◆ Task goal ◆
Starting with the line that contains "Keypoint placement: for each instance of the motorcycle, imagine", copy every line through the end of the data below, exactly and with nothing added.

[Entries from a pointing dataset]
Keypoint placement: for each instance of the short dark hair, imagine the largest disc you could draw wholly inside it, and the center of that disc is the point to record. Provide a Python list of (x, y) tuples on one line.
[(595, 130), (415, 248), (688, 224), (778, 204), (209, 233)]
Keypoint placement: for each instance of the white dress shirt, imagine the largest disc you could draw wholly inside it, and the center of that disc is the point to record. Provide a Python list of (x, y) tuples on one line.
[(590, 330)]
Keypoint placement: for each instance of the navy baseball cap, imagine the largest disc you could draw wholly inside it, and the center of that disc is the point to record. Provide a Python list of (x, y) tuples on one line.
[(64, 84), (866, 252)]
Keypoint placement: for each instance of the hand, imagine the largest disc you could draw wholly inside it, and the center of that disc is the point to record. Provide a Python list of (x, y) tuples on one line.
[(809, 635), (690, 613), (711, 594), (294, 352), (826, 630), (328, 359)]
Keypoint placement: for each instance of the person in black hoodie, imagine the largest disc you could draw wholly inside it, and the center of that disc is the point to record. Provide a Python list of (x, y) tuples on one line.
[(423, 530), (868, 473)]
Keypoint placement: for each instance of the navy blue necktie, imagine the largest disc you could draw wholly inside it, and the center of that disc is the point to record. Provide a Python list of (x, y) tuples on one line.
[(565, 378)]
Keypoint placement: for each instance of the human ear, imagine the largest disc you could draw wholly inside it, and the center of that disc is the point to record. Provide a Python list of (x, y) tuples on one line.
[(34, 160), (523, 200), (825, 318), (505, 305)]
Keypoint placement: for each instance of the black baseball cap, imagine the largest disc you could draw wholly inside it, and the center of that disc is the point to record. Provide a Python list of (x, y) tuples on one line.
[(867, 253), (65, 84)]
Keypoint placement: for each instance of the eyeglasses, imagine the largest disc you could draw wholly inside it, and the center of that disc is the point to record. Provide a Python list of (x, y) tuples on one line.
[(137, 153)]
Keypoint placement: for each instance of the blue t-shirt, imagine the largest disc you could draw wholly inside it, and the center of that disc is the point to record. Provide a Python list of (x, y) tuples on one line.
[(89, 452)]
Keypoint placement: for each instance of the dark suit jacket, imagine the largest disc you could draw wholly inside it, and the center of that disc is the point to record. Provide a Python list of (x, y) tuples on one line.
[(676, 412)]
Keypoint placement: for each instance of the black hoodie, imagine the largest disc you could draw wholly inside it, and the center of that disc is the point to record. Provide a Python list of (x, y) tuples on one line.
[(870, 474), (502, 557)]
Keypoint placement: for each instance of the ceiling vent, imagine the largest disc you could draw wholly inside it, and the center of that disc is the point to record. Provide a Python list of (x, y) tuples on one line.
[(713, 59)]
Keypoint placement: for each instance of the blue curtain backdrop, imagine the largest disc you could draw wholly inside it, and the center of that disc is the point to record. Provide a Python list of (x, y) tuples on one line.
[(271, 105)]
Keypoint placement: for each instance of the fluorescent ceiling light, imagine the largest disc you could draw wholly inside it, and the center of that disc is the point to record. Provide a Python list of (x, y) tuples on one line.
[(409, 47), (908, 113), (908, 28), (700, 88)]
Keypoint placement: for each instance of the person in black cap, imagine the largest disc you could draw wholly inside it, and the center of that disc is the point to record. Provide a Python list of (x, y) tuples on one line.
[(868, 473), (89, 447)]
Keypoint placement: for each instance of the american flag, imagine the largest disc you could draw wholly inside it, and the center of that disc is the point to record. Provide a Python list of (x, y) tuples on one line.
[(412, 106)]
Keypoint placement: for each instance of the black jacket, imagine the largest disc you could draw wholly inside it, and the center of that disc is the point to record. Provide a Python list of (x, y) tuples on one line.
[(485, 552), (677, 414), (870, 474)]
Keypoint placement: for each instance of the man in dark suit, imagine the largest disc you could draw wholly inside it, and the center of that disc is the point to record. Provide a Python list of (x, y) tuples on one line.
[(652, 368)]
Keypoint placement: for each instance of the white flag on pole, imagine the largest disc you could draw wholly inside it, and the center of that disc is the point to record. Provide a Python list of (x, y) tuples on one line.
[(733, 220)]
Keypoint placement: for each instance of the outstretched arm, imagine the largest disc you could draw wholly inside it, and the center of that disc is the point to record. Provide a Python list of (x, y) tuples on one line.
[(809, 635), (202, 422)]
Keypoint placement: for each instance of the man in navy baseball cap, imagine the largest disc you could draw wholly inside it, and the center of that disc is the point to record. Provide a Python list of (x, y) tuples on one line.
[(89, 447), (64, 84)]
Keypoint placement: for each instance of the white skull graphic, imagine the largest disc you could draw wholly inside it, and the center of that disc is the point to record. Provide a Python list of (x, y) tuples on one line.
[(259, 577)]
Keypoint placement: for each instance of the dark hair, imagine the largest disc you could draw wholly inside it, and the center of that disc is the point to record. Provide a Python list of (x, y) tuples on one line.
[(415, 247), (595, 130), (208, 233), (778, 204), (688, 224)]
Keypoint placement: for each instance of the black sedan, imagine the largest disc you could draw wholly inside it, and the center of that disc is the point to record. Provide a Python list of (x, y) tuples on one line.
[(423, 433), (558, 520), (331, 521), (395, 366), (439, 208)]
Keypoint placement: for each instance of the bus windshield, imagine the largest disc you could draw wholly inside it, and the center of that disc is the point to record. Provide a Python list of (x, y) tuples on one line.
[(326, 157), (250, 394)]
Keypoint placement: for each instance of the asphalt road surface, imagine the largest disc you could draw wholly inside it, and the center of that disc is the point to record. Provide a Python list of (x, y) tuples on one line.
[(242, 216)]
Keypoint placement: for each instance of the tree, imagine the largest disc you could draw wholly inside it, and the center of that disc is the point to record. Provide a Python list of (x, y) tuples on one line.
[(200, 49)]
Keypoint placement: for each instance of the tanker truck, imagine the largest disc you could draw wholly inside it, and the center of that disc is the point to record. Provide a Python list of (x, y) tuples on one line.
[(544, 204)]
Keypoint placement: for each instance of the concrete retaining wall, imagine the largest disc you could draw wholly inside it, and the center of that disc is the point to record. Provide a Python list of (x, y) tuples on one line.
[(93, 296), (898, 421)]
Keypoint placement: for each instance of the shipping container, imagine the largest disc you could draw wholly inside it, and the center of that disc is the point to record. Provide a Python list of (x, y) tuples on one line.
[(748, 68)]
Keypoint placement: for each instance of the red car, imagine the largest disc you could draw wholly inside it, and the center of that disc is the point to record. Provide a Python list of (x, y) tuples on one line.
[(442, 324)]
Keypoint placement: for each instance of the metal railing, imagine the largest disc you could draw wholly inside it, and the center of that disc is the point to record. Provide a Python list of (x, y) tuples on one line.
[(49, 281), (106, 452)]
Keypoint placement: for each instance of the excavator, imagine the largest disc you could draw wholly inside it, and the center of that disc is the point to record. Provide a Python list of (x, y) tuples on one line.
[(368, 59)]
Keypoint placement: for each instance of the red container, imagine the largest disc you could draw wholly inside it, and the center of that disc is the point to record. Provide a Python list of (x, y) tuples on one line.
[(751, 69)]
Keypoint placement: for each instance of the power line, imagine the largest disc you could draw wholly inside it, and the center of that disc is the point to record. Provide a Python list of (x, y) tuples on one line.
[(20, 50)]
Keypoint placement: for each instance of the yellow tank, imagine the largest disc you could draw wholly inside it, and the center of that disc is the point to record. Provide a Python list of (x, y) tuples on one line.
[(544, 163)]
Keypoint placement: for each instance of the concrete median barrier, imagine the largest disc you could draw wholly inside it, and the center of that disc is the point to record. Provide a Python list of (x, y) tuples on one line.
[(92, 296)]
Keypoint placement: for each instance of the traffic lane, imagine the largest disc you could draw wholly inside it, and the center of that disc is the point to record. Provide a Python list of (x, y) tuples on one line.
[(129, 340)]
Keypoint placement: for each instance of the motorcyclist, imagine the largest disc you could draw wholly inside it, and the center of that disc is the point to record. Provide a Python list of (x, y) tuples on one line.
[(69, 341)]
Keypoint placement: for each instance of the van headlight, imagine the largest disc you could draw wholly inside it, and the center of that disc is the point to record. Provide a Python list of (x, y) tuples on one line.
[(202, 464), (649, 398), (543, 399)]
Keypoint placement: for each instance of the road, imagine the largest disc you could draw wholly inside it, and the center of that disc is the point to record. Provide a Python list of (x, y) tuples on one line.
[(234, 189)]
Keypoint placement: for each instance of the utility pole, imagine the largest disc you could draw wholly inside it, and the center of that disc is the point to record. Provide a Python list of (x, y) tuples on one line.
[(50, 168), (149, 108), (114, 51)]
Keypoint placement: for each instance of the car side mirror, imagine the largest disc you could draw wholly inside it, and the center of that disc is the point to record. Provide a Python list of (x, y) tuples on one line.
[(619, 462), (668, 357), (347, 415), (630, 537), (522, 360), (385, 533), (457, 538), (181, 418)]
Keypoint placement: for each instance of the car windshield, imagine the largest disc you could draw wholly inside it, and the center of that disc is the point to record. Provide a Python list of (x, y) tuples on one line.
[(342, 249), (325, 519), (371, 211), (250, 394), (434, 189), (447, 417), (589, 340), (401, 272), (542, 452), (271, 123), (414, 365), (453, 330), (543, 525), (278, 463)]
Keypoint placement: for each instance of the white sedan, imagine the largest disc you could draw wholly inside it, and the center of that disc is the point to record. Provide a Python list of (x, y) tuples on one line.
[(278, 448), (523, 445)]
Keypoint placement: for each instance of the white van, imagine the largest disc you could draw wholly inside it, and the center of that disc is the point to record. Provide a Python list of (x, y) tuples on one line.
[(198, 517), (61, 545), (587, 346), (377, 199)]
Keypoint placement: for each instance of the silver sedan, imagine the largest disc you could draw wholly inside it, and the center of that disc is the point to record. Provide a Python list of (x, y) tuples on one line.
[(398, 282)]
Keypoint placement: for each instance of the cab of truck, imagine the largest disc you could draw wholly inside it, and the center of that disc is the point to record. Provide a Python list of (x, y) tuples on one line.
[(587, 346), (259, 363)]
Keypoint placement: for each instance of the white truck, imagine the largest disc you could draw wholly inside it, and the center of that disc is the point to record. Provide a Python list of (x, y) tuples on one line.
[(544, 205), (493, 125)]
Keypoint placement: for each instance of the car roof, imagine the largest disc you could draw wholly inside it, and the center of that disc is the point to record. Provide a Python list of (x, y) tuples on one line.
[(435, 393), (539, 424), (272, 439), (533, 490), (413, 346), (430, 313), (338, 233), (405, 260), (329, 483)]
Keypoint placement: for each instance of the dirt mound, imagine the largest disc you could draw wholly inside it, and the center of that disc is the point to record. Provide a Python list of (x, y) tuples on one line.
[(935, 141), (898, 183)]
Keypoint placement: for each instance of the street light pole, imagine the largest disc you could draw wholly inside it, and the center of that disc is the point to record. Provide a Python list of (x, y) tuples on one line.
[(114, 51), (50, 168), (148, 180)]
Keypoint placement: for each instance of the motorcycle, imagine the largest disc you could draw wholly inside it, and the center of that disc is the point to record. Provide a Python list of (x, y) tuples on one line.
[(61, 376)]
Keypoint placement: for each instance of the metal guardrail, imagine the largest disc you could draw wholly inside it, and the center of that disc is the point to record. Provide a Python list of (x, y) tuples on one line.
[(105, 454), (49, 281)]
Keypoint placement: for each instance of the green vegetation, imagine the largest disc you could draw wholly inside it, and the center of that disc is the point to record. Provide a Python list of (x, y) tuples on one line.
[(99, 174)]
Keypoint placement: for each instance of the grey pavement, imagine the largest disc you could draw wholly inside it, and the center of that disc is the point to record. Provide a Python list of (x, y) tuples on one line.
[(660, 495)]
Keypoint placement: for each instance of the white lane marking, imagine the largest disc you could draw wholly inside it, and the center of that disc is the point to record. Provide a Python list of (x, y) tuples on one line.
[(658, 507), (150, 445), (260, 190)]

◆ Exercise answer ◆
Keypoint placement: for each instance of the motorcycle, imagine the largest disc you could draw wholly inside it, and the center of that disc is the point to record. Provide a Python list of (x, y) tuples on one line.
[(61, 376)]
Keypoint placement: for each instance of the metal guardrail, imagine the largest disc you could draw wholly inside it, and the center of that disc is the point to record. Provide a Python list of (x, y) tuples on one line.
[(105, 454), (49, 281)]
Keypoint placement: for each instance of the green vegetation, imagine the largest disc you could draw wholly inside it, and the center of that disc is the point to record. Provide a Python list of (x, y) tuples on one line.
[(99, 174)]
Keypoint placement: for each instance of the grey pavement, imagine the largest disc you could draw wholly inside it, and the center of that disc is the point to record. Provide a Python list of (x, y) tuples on one line.
[(660, 495)]
Keypoint placement: for each instance of the white lane marking, imagine the largest disc you could draw wholly inside it, and the center of that disc is the point to record. Provide a Python list of (x, y) tuples on one line.
[(658, 507), (150, 445), (260, 190)]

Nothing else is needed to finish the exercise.